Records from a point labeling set
********

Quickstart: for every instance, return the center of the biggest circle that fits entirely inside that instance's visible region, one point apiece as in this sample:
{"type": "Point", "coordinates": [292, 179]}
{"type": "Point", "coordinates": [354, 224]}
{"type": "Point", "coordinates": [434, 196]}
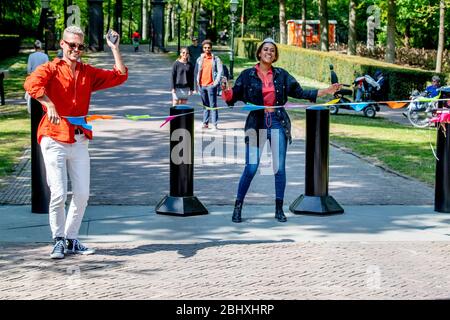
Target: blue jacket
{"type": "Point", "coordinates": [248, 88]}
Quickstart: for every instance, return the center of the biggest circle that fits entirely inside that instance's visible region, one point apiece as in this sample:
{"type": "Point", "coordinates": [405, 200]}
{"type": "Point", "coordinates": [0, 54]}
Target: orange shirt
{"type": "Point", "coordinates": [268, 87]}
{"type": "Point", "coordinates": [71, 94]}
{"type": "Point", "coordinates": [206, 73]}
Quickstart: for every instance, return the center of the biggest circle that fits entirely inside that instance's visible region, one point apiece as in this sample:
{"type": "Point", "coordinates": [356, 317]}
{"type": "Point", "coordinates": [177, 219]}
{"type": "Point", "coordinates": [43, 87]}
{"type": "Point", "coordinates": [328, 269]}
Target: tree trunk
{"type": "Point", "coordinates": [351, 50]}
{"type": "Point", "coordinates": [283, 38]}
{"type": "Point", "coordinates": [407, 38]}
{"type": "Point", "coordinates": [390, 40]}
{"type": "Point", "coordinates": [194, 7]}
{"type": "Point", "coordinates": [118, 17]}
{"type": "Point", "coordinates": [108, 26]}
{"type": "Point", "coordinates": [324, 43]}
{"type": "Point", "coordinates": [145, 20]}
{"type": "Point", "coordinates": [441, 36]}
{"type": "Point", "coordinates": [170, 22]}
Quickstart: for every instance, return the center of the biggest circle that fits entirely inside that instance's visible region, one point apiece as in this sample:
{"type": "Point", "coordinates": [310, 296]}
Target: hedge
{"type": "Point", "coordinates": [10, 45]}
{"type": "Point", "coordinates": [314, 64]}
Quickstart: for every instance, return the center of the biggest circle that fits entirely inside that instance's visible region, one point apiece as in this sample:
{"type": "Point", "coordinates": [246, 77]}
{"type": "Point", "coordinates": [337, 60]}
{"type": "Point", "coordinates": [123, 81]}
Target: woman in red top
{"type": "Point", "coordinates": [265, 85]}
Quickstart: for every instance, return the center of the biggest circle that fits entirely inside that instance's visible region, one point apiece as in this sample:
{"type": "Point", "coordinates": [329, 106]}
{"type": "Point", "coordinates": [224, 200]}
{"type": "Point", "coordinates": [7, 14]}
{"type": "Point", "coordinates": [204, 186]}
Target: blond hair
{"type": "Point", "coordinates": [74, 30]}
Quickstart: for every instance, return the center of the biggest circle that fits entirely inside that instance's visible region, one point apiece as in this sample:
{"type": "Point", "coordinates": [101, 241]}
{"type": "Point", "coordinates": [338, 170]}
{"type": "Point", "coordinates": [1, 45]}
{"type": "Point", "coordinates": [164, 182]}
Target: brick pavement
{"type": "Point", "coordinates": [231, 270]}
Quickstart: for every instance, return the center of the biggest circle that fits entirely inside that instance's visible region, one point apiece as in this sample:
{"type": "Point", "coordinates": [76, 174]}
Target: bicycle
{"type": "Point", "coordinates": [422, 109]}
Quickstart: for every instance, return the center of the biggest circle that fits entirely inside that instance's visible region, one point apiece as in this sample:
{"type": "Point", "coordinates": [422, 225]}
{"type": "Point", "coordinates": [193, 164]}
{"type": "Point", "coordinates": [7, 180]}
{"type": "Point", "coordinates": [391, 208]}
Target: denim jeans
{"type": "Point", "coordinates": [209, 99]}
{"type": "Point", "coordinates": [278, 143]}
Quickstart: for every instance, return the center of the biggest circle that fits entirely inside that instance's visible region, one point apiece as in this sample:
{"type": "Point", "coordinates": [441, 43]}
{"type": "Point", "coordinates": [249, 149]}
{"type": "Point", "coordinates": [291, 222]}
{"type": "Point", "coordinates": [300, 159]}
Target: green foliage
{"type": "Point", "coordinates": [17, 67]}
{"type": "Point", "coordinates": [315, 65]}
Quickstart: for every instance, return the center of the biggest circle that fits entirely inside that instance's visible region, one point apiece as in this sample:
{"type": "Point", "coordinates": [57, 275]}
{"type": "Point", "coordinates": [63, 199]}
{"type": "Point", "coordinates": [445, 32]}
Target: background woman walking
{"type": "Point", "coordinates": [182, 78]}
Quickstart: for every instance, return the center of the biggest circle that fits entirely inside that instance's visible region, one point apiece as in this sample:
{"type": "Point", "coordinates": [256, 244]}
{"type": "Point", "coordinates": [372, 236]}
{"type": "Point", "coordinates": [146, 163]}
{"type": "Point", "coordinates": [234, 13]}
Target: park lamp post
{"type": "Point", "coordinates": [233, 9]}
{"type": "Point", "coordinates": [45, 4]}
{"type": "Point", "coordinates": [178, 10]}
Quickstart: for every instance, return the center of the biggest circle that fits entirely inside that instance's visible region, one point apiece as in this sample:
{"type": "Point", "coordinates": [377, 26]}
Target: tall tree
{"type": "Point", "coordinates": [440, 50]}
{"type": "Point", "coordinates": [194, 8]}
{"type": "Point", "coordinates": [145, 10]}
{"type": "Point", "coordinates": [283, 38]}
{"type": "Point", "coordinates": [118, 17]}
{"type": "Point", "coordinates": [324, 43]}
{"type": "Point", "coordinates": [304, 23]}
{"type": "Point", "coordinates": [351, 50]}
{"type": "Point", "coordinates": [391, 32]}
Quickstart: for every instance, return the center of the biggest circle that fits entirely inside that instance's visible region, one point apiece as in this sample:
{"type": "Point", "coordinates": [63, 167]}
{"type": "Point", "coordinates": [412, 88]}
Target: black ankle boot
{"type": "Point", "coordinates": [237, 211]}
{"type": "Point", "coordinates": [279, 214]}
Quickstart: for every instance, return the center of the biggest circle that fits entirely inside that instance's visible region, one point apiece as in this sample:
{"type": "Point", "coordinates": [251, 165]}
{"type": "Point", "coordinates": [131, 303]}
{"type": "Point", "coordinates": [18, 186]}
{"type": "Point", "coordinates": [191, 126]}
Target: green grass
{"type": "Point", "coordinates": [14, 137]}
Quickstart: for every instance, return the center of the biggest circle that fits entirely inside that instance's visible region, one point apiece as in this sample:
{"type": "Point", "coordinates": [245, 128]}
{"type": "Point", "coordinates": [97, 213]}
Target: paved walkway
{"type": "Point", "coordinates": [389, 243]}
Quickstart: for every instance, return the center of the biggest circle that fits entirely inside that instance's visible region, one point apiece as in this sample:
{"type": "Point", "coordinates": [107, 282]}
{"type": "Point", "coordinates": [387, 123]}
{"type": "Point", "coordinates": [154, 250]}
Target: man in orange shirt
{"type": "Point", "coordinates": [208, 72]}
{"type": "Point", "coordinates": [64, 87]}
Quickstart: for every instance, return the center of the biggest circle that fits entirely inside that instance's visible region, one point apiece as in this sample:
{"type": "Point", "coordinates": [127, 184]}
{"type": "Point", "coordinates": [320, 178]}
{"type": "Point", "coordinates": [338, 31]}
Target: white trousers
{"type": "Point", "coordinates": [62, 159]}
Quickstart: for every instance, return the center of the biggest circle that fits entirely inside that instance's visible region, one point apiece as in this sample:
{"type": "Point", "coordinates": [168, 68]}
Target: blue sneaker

********

— WRITTEN INSTRUCTION —
Print the entries above exactly, taking out only the pictures.

— CORRECT ANSWER —
Quickstart: for every instance, return the center of the biggest circle that fits entirely inside that instance's visible region, one point apiece as in this sample:
{"type": "Point", "coordinates": [292, 179]}
{"type": "Point", "coordinates": [354, 224]}
{"type": "Point", "coordinates": [434, 196]}
Target: blue jacket
{"type": "Point", "coordinates": [248, 88]}
Quickstart: for every instance, return the center of the biggest circle that fits entirely inside that instance's visible region, one point apiece as in this sample:
{"type": "Point", "coordinates": [405, 200]}
{"type": "Point", "coordinates": [0, 54]}
Target: orange shirt
{"type": "Point", "coordinates": [268, 87]}
{"type": "Point", "coordinates": [71, 94]}
{"type": "Point", "coordinates": [206, 73]}
Quickstart: for every instance, return the center of the biggest circle that fits entirely inside that instance's visible region, one point apiece as in this sample:
{"type": "Point", "coordinates": [356, 317]}
{"type": "Point", "coordinates": [177, 219]}
{"type": "Point", "coordinates": [43, 87]}
{"type": "Point", "coordinates": [328, 269]}
Target: tree trunk
{"type": "Point", "coordinates": [351, 50]}
{"type": "Point", "coordinates": [283, 38]}
{"type": "Point", "coordinates": [407, 38]}
{"type": "Point", "coordinates": [390, 40]}
{"type": "Point", "coordinates": [194, 7]}
{"type": "Point", "coordinates": [118, 17]}
{"type": "Point", "coordinates": [108, 26]}
{"type": "Point", "coordinates": [324, 43]}
{"type": "Point", "coordinates": [145, 20]}
{"type": "Point", "coordinates": [441, 36]}
{"type": "Point", "coordinates": [170, 22]}
Quickstart: for every instance, return the center of the biggest circle that fits entirely inside that instance's visible region, one point apiece as in this sample:
{"type": "Point", "coordinates": [310, 296]}
Target: hedge
{"type": "Point", "coordinates": [10, 45]}
{"type": "Point", "coordinates": [314, 64]}
Quickstart: for every instance, return the center of the biggest circle that fits entirely inside that instance's visible region, one point apiece as in this sample:
{"type": "Point", "coordinates": [246, 77]}
{"type": "Point", "coordinates": [337, 60]}
{"type": "Point", "coordinates": [123, 81]}
Target: woman in red top
{"type": "Point", "coordinates": [265, 85]}
Quickstart: for every instance, return the center of the biggest circle that fits entirely inside that instance's visible region, one point apiece as in this sample:
{"type": "Point", "coordinates": [329, 106]}
{"type": "Point", "coordinates": [224, 200]}
{"type": "Point", "coordinates": [7, 14]}
{"type": "Point", "coordinates": [204, 186]}
Target: blond hair
{"type": "Point", "coordinates": [74, 30]}
Quickstart: for every instance, return the center of the biggest circle that fits entirely inside that instance's visible region, one point apiece as in this sample:
{"type": "Point", "coordinates": [101, 241]}
{"type": "Point", "coordinates": [338, 170]}
{"type": "Point", "coordinates": [1, 45]}
{"type": "Point", "coordinates": [164, 182]}
Target: brick pavement
{"type": "Point", "coordinates": [231, 270]}
Quickstart: for every instance, return the center of the biggest circle that fits entirely inside that instance's visible region, one point apiece as in this sample:
{"type": "Point", "coordinates": [76, 174]}
Target: bicycle
{"type": "Point", "coordinates": [422, 109]}
Quickstart: for every instance, return the center of the biggest circle that fits entirely inside that instance's visible region, one point apiece as in this sample:
{"type": "Point", "coordinates": [422, 225]}
{"type": "Point", "coordinates": [193, 164]}
{"type": "Point", "coordinates": [7, 180]}
{"type": "Point", "coordinates": [391, 208]}
Target: denim jeans
{"type": "Point", "coordinates": [209, 99]}
{"type": "Point", "coordinates": [278, 143]}
Quickstart: for every instance, return the center of the biggest circle that fits entirely inside that instance's visible region, one point apiece as in this sample:
{"type": "Point", "coordinates": [441, 43]}
{"type": "Point", "coordinates": [249, 149]}
{"type": "Point", "coordinates": [291, 222]}
{"type": "Point", "coordinates": [300, 159]}
Target: green foliage
{"type": "Point", "coordinates": [17, 67]}
{"type": "Point", "coordinates": [315, 65]}
Quickstart: for every instance, return the center of the biggest circle that fits entirely inside that instance's visible region, one point apiece as in this sample:
{"type": "Point", "coordinates": [57, 275]}
{"type": "Point", "coordinates": [63, 199]}
{"type": "Point", "coordinates": [445, 32]}
Target: background woman walking
{"type": "Point", "coordinates": [182, 78]}
Quickstart: for every instance, return the center of the biggest circle that fits entirely inside that instance's visible region, one point apiece as in this sample:
{"type": "Point", "coordinates": [256, 244]}
{"type": "Point", "coordinates": [372, 236]}
{"type": "Point", "coordinates": [146, 163]}
{"type": "Point", "coordinates": [234, 13]}
Target: park lamp post
{"type": "Point", "coordinates": [233, 9]}
{"type": "Point", "coordinates": [45, 4]}
{"type": "Point", "coordinates": [178, 10]}
Quickstart: for every instance, return the center of the biggest circle that fits entirely inside that instance's visible region, one point apiece as in this sample:
{"type": "Point", "coordinates": [377, 26]}
Target: tall tree
{"type": "Point", "coordinates": [440, 50]}
{"type": "Point", "coordinates": [194, 8]}
{"type": "Point", "coordinates": [145, 10]}
{"type": "Point", "coordinates": [283, 38]}
{"type": "Point", "coordinates": [118, 17]}
{"type": "Point", "coordinates": [324, 43]}
{"type": "Point", "coordinates": [304, 23]}
{"type": "Point", "coordinates": [351, 50]}
{"type": "Point", "coordinates": [391, 32]}
Quickstart: for every instance, return the center of the biggest circle that fits entirely inside that instance's visible region, one point apiece as in this sample:
{"type": "Point", "coordinates": [63, 167]}
{"type": "Point", "coordinates": [412, 88]}
Target: black ankle boot
{"type": "Point", "coordinates": [237, 211]}
{"type": "Point", "coordinates": [279, 214]}
Quickstart: for every instance, return the center of the biggest circle that fits entirely inside that instance's visible region, one point apiece as in this sample:
{"type": "Point", "coordinates": [251, 165]}
{"type": "Point", "coordinates": [131, 303]}
{"type": "Point", "coordinates": [18, 186]}
{"type": "Point", "coordinates": [191, 126]}
Target: green grass
{"type": "Point", "coordinates": [14, 137]}
Quickstart: for every instance, return the center of the biggest circle that fits entirely inside that instance's visible region, one point apiece as in this sample:
{"type": "Point", "coordinates": [245, 128]}
{"type": "Point", "coordinates": [97, 213]}
Target: paved walkway
{"type": "Point", "coordinates": [389, 243]}
Quickstart: for every instance, return the center of the biggest circle that fits entirely inside that instance's visible region, one point apiece as in this sample:
{"type": "Point", "coordinates": [107, 282]}
{"type": "Point", "coordinates": [387, 123]}
{"type": "Point", "coordinates": [154, 250]}
Target: man in orange shirt
{"type": "Point", "coordinates": [208, 72]}
{"type": "Point", "coordinates": [64, 87]}
Quickstart: for every instance, return the center of the biggest circle that fits entirely inside that instance's visible region, one point apiece as in this sample:
{"type": "Point", "coordinates": [127, 184]}
{"type": "Point", "coordinates": [320, 178]}
{"type": "Point", "coordinates": [338, 31]}
Target: white trousers
{"type": "Point", "coordinates": [62, 159]}
Quickstart: for every instance, return the center of the biggest circle that fits entirely inside that instance's visible region, one point apiece as in this sample:
{"type": "Point", "coordinates": [168, 68]}
Target: blue sneaker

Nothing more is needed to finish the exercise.